The request - Copy the lines below and change every "pixel coordinates" to "x and y coordinates". Keep everything else the same.

Dataset excerpts -
★ ★ ★
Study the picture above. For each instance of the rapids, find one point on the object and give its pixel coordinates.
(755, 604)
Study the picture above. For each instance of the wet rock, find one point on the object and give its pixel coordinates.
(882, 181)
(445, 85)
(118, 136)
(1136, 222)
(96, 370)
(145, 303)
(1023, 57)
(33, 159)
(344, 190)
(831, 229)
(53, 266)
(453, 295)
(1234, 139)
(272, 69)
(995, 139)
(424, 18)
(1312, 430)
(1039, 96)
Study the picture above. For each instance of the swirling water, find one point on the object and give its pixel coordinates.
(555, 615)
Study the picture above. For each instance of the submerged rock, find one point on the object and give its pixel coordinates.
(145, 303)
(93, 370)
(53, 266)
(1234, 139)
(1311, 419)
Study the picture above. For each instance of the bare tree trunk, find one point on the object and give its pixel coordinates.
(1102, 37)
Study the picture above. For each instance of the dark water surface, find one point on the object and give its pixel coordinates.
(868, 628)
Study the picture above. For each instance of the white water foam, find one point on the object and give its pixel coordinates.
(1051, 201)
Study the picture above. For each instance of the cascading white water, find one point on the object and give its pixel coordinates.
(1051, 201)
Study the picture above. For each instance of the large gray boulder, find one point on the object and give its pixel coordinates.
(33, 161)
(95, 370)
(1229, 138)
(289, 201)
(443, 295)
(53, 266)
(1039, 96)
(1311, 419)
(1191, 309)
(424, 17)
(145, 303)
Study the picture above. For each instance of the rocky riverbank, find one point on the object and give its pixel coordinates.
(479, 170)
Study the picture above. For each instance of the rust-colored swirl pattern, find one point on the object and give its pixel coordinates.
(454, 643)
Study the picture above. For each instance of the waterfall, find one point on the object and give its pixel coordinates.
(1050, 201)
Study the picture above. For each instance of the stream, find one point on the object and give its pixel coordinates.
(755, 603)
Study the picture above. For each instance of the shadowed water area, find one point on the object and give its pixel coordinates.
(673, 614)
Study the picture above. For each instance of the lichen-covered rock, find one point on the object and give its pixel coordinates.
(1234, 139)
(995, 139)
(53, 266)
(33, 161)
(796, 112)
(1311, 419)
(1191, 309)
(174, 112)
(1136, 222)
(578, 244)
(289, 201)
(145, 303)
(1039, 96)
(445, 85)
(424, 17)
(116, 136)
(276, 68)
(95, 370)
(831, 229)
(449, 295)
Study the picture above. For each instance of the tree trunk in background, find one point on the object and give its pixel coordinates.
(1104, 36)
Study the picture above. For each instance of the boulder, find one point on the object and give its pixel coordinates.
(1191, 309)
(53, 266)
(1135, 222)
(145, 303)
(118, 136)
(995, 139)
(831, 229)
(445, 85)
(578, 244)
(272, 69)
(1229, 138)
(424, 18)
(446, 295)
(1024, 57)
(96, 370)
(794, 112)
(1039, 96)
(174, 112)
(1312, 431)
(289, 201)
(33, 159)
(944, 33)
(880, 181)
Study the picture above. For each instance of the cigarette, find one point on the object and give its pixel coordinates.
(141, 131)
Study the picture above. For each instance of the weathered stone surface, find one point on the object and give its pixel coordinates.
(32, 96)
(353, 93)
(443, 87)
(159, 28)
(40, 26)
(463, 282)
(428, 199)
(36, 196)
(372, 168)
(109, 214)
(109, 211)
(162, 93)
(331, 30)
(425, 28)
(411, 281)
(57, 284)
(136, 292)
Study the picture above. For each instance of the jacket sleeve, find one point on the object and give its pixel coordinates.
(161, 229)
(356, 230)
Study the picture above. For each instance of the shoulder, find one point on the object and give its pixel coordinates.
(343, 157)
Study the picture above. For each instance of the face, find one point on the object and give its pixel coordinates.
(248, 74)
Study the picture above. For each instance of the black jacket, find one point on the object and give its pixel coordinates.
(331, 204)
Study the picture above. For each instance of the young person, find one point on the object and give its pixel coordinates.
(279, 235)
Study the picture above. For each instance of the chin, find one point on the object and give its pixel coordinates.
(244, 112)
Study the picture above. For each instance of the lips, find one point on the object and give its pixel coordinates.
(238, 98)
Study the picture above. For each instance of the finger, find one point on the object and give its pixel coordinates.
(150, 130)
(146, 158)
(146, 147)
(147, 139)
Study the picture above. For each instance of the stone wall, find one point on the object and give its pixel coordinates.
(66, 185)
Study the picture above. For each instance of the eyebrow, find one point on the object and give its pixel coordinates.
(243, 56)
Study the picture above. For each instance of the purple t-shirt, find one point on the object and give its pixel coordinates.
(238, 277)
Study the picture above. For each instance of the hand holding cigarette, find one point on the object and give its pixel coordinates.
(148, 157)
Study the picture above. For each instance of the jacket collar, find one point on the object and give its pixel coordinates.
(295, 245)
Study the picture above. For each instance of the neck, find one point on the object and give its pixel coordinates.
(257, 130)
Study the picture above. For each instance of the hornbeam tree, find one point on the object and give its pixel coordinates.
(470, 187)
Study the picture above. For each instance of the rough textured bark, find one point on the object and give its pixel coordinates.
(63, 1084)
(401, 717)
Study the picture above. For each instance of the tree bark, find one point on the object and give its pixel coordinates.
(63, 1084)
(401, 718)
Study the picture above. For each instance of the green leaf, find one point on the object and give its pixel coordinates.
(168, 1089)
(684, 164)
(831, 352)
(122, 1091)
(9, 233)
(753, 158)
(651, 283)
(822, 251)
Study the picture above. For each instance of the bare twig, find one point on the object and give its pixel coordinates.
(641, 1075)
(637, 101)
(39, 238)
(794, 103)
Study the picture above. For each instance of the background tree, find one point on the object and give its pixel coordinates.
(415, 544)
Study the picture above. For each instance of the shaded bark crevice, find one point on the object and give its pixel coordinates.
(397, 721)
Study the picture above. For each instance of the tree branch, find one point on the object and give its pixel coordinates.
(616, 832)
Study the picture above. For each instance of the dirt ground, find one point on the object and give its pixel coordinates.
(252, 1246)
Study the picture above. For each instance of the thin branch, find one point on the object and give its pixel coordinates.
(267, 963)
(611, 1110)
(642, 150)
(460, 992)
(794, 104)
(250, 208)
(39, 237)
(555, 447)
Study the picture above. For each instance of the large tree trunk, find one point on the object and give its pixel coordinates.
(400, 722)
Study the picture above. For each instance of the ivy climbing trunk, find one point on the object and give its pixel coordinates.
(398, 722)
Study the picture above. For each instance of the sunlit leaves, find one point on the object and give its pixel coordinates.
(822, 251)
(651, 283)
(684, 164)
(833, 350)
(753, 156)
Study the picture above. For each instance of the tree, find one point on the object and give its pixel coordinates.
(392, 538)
★ ★ ★
Exercise output -
Study the picture above. For each instance of the rapids, find one point on the object and give its x and y coordinates.
(755, 604)
Study the picture above. For each instance of the wet rock, find one point on the object and give its x and y coordinates.
(882, 181)
(445, 85)
(118, 136)
(1136, 222)
(96, 370)
(145, 303)
(1023, 57)
(33, 159)
(344, 190)
(831, 229)
(53, 266)
(453, 295)
(1234, 139)
(272, 69)
(995, 139)
(424, 18)
(1312, 430)
(1039, 96)
Study the picture above. For each instance of the swirling water, find one point on the object and give its x and y coordinates.
(555, 615)
Study the picture above. For each instance of the submerged rock, find one point on the object and give its x and y coordinates.
(145, 303)
(93, 370)
(53, 266)
(1234, 139)
(1311, 419)
Study the picture above. For each instance of the bare tree trunk, find one point on the object and give its x and y coordinates.
(1102, 37)
Study the picture above. For each instance of the dark water surface, find one point on the object and give its x and y coordinates.
(868, 628)
Study the picture above. For each instance of the white water foam, find one point on the object and give its x and y coordinates.
(1051, 201)
Study the picture above. For each instance of the cascading white water, find one point on the object and give its x and y coordinates.
(1051, 201)
Study the picture above. For each instance of the large gray boulder, find one point on the object and give its x and y coordinates.
(33, 161)
(95, 370)
(1229, 138)
(289, 201)
(443, 295)
(53, 266)
(1039, 96)
(1311, 419)
(1191, 309)
(424, 17)
(145, 303)
Study the picture above. For each instance of the rocky riverbank, find one point on the object and give its x and y coordinates.
(479, 170)
Study the picture above. For each instance of the rust-colored swirl pattern, find one point on the object and give its x and y coordinates.
(454, 643)
Study the picture above. For each instance of the waterfall, find one point on the object and give its x and y coordinates.
(1050, 201)
Study the picture above. For each instance of the stream, find one point on the object and give its x and y coordinates.
(755, 603)
Study the picture above. For each instance of the shadowed water area, find one point on the object and give its x and y coordinates.
(673, 614)
Study the picture above. For each instance of the lichen-covered rock, find one point on the object and give its x and y coordinates.
(1234, 139)
(995, 139)
(53, 266)
(33, 161)
(796, 112)
(1311, 419)
(1191, 309)
(174, 112)
(1136, 222)
(578, 244)
(289, 201)
(145, 303)
(1039, 96)
(445, 85)
(424, 17)
(116, 136)
(276, 68)
(95, 370)
(831, 229)
(449, 295)
Study the picture above. For each instance of the tree trunk in background, find one point on the object and give its x and y coordinates.
(1104, 36)
Study the picture above. For each instance of the boulder, find one point on the object and give its x and y coordinates.
(1191, 309)
(53, 266)
(1135, 222)
(145, 303)
(118, 136)
(995, 139)
(831, 229)
(445, 85)
(578, 244)
(272, 69)
(1229, 138)
(424, 18)
(446, 295)
(1024, 57)
(96, 370)
(794, 112)
(1039, 96)
(174, 112)
(1312, 431)
(289, 201)
(33, 159)
(944, 33)
(880, 181)
Study the picture above. For each instance of the cigarette, find one point on the object and give its x and y coordinates.
(141, 131)
Study the picture above. For each instance of the weathered stone surface, find one point on the object and give its x and y coordinates.
(32, 96)
(353, 93)
(443, 87)
(159, 28)
(40, 26)
(463, 282)
(428, 199)
(36, 196)
(372, 168)
(109, 214)
(109, 211)
(162, 93)
(331, 30)
(425, 28)
(411, 281)
(57, 284)
(136, 292)
Study the picture above. For each instance of the jacket sleeve, find one point on the object and give its x and y coordinates.
(161, 229)
(356, 230)
Study the picture above. For each instance of the shoulder, find one point on the object and give its x and y coordinates.
(343, 157)
Study the picture above. For each instance of the face, find one point on the object and give its x and y coordinates.
(248, 74)
Study the picture above. For each instance of the black jacket, find one point on the object and give its x and y coordinates.
(331, 204)
Study the picture above. For each instance of the young person, find one point on the object and give its x and y coordinates.
(279, 235)
Study the picture above. For each instance of the chin, find one point on the object and give its x and y coordinates.
(244, 112)
Study the picture above. For each instance of the lips, find one point on the object and give its x and y coordinates.
(238, 98)
Study the picture above. For each instance of the finger, find one point on the object and give its x and y coordinates.
(150, 130)
(146, 158)
(146, 147)
(147, 139)
Study the picture above. For each instance of the stone wall, find one point on the object and give its x and y coordinates.
(66, 185)
Study the picture above. For each instance of the eyebrow, find one point on the object and give its x and y coordinates.
(243, 56)
Study the picture above. For each instance of the purple t-shirt, find one point on the object and give its x and y coordinates.
(238, 277)
Study the picture above. For each instance of the hand holding cigarette, find one point on the object and give its x and y coordinates.
(148, 157)
Study the picture above. For each instance of the jacket collar, find one point on the object and give its x and y coordinates.
(295, 245)
Study the picture above. For each instance of the neck, find one point on the object and give its x and y coordinates.
(257, 130)
Study the picture above. For each instance of the hornbeam tree, find one point on the object and give its x and y coordinates.
(470, 187)
Study the picture above. For each instance of the rough textured bark, find one point on the object and give its x and y coordinates.
(63, 1084)
(401, 717)
Study the picture above. For each instance of the tree bark, find one point on the object and give its x and y coordinates.
(63, 1084)
(401, 718)
Study the picture above. For each instance of the green leaf, find one point on the object and give its x and y coordinates.
(168, 1089)
(684, 164)
(831, 352)
(122, 1091)
(9, 233)
(753, 158)
(651, 283)
(822, 251)
Study the picture above. For each instance of the bare twig, find one point on the object and give its x and y coordinates.
(641, 1075)
(637, 101)
(39, 238)
(794, 103)
Study the picture above. For each instance of the background tree, find one point on the object and give its x and y coordinates.
(415, 544)
Study the picture above. For each instance of the shaded bark crevice, find one point on the object and give its x and y coordinates.
(397, 721)
Study the picture above. For each instance of the tree branch, find one point on the object and give its x and y coordinates.
(616, 832)
Study the picture above. For each instance of the dirt ground, find one point on the object and give its x and y coordinates.
(252, 1246)
Study the picture above. For each instance of the thin branch, find one point on the object and give its x and y coordinates.
(267, 963)
(611, 1110)
(642, 150)
(460, 992)
(794, 104)
(250, 208)
(39, 237)
(555, 447)
Study the picture above. For each instance of the large tree trunk, find one point on the object and give its x and y coordinates.
(400, 722)
Study the picture above. For each instance of the ivy climbing trunk, find one point on the object and give its x and y coordinates.
(398, 722)
Study the picture above. For each instance of the sunlit leaves, find one point on the object and give its x and y coordinates.
(822, 251)
(651, 283)
(684, 164)
(833, 350)
(753, 156)
Study the picture above. For each instance of the tree, find one point on the object and give its x and y coordinates.
(392, 538)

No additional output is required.